-- start Records for processing --
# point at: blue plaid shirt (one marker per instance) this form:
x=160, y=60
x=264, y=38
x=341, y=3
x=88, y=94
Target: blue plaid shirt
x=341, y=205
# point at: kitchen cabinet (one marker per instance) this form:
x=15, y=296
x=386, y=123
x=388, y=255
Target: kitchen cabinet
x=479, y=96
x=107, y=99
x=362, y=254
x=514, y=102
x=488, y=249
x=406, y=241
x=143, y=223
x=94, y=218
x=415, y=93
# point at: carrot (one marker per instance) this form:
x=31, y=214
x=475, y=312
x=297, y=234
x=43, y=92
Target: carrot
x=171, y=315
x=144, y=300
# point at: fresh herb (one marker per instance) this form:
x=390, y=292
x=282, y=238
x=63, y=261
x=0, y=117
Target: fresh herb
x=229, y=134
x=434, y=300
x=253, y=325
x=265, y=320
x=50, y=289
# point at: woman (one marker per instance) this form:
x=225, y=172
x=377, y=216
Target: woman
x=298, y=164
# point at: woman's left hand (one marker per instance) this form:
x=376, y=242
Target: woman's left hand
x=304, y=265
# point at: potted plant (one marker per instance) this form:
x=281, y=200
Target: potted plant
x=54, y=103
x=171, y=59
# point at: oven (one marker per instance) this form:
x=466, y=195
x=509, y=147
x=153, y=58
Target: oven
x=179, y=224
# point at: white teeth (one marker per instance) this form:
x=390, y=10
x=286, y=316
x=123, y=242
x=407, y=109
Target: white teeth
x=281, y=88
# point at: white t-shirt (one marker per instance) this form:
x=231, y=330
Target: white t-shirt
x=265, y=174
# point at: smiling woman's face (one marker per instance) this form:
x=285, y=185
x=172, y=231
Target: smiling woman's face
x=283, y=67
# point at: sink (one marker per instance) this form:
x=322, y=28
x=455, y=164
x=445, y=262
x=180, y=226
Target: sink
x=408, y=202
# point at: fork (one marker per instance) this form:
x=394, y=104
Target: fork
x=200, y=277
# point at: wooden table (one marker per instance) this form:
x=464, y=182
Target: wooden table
-- end Records for processing --
Short problem -
Copy the stretch of the records above from the line containing "# point at: carrot" through the line containing "x=144, y=300", both lines included, reproducing each line unchanged.

Correct response -
# point at: carrot (one marker per instance) this form:
x=31, y=214
x=475, y=312
x=297, y=234
x=43, y=92
Target: carrot
x=171, y=315
x=144, y=300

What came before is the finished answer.